--- YOUR TASK ---
Which lines of the data below contain the string "sailor"? Extract each of them in full, and treat the match as case-sensitive.

- - -

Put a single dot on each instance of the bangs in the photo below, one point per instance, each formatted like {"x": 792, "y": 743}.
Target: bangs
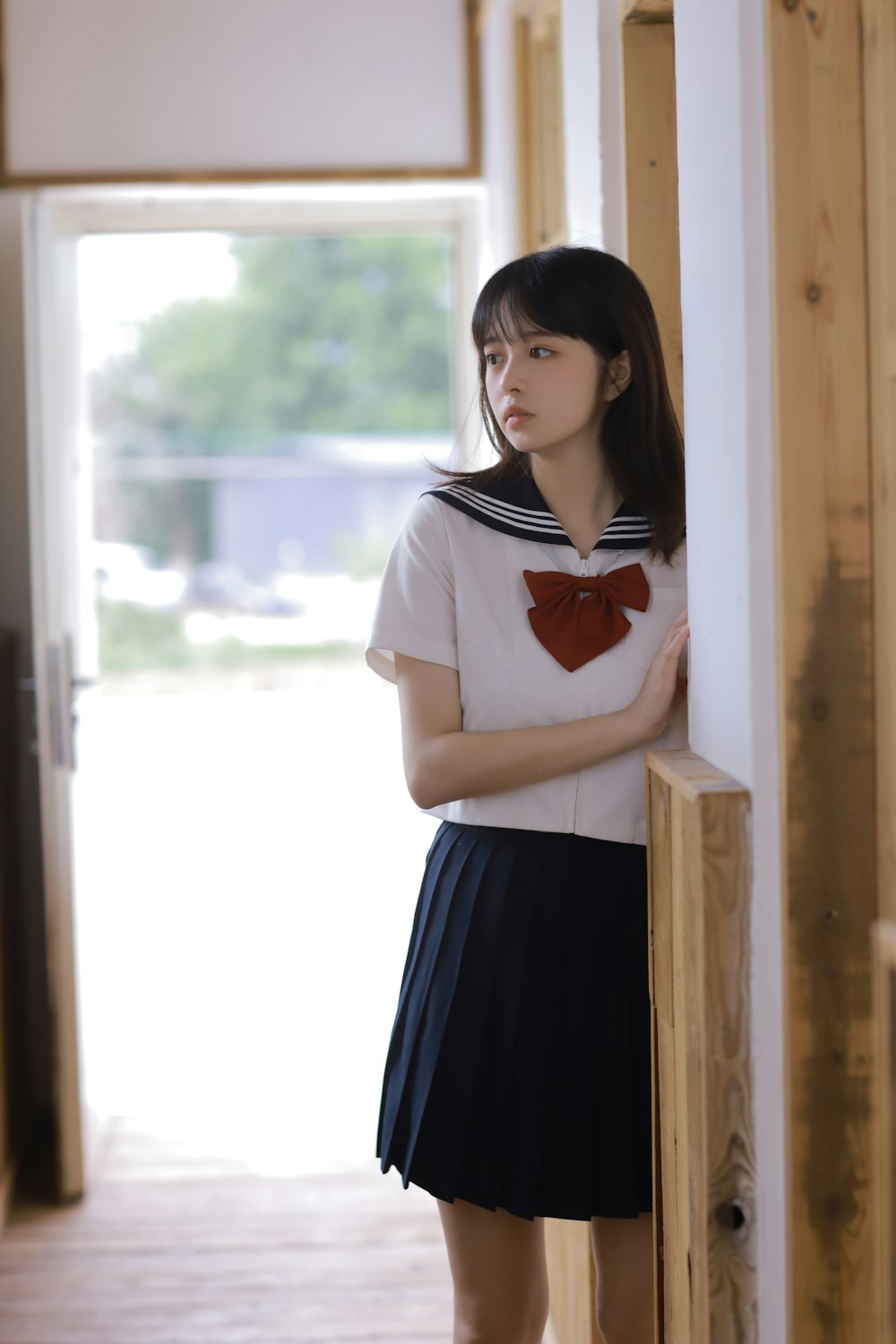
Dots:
{"x": 530, "y": 295}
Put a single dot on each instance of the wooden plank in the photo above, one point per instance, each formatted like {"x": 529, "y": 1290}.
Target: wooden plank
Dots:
{"x": 699, "y": 873}
{"x": 538, "y": 110}
{"x": 646, "y": 11}
{"x": 723, "y": 906}
{"x": 823, "y": 546}
{"x": 177, "y": 1247}
{"x": 651, "y": 183}
{"x": 884, "y": 952}
{"x": 879, "y": 83}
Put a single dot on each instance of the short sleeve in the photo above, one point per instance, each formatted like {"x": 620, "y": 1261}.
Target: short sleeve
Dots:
{"x": 416, "y": 605}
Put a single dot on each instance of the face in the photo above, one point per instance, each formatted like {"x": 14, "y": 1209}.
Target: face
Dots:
{"x": 543, "y": 390}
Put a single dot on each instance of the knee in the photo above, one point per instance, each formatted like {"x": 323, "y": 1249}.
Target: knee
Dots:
{"x": 625, "y": 1322}
{"x": 500, "y": 1322}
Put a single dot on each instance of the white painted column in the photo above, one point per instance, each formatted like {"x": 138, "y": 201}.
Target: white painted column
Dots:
{"x": 726, "y": 296}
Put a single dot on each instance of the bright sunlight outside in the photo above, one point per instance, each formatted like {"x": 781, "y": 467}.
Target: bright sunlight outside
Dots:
{"x": 258, "y": 413}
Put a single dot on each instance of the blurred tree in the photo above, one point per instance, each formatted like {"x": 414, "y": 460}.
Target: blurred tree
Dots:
{"x": 344, "y": 333}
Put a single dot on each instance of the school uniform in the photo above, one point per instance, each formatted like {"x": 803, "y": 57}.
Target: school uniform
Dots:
{"x": 517, "y": 1073}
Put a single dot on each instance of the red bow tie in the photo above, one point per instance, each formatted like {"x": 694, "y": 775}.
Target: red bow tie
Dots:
{"x": 575, "y": 629}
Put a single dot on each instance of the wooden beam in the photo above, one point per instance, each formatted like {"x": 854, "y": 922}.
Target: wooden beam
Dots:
{"x": 704, "y": 1187}
{"x": 646, "y": 11}
{"x": 884, "y": 961}
{"x": 651, "y": 183}
{"x": 826, "y": 672}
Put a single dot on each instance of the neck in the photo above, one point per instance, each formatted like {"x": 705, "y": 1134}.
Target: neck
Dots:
{"x": 578, "y": 488}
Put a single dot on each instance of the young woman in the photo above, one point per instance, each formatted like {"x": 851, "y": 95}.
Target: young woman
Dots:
{"x": 533, "y": 617}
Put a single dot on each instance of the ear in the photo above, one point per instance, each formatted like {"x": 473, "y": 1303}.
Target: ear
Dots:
{"x": 619, "y": 375}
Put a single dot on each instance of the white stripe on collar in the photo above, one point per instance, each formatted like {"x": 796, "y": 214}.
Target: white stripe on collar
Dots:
{"x": 516, "y": 507}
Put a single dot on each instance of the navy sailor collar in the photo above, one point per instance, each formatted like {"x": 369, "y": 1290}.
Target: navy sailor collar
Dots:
{"x": 514, "y": 505}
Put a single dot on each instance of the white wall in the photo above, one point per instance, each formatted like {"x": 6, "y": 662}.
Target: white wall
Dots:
{"x": 501, "y": 223}
{"x": 611, "y": 144}
{"x": 726, "y": 292}
{"x": 582, "y": 121}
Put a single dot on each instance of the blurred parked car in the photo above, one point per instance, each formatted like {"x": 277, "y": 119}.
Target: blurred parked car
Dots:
{"x": 218, "y": 586}
{"x": 126, "y": 573}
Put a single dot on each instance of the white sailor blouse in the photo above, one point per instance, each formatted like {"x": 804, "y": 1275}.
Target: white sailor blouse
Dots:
{"x": 485, "y": 581}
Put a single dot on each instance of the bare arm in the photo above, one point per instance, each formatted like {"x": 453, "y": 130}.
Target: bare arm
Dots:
{"x": 443, "y": 762}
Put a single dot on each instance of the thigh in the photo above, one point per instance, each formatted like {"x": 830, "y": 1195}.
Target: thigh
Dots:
{"x": 624, "y": 1258}
{"x": 497, "y": 1265}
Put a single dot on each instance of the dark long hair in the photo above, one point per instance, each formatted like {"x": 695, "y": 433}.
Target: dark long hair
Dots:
{"x": 592, "y": 296}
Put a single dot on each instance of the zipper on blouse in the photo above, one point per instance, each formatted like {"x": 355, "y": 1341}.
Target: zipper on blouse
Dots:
{"x": 583, "y": 574}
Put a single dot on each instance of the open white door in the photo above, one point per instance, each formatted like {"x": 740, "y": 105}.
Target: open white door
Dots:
{"x": 64, "y": 659}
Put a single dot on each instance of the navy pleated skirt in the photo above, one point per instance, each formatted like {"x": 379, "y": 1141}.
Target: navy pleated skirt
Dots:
{"x": 517, "y": 1074}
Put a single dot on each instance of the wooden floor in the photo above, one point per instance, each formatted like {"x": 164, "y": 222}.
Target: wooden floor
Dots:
{"x": 172, "y": 1247}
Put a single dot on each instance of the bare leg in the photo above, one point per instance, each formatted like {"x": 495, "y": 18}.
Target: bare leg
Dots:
{"x": 624, "y": 1257}
{"x": 500, "y": 1274}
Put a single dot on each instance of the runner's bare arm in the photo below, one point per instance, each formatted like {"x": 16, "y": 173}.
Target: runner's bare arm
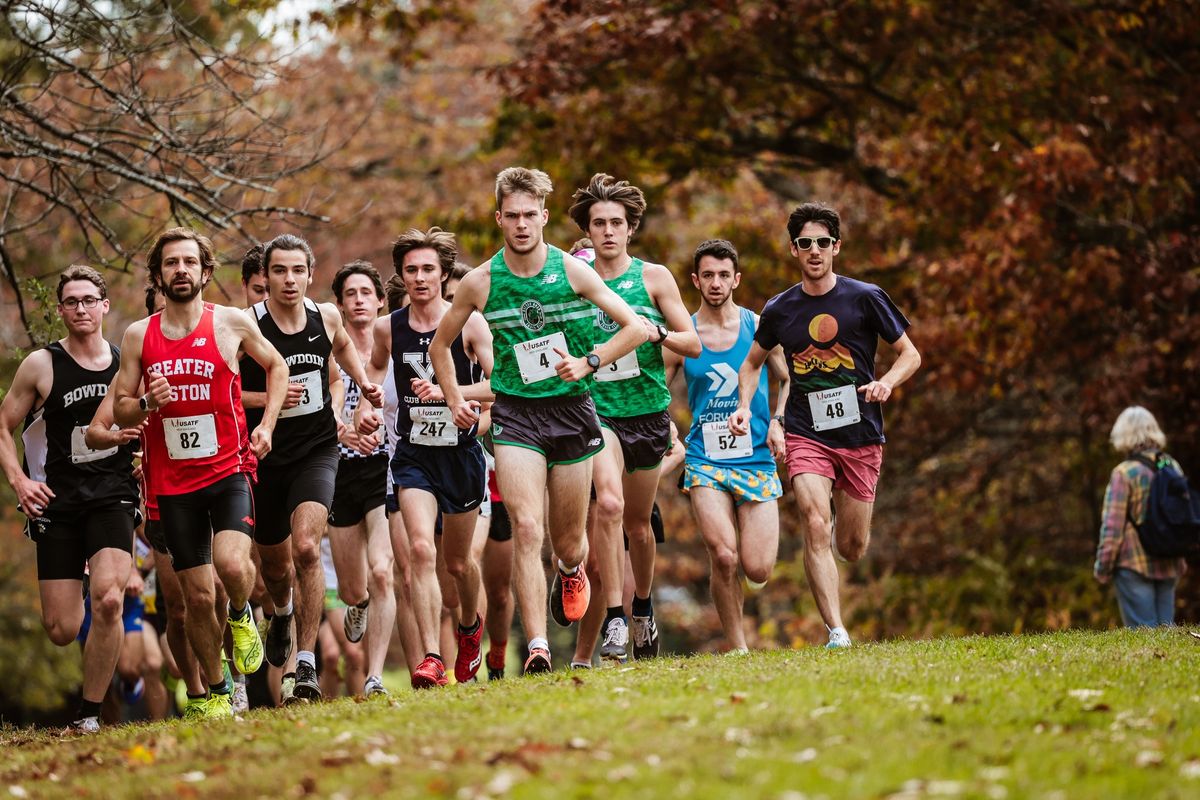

- - -

--- WRITTEN SOLUTION ---
Put a single dot on each instance of the navy sailor collar in the photo above, one point per instance, each formatted like {"x": 369, "y": 1290}.
Target: navy sailor collar
Put a single dot on each instance of the white sailor blouse in the photo above, one point per instance, each formatted like {"x": 804, "y": 1275}.
Target: white sailor blouse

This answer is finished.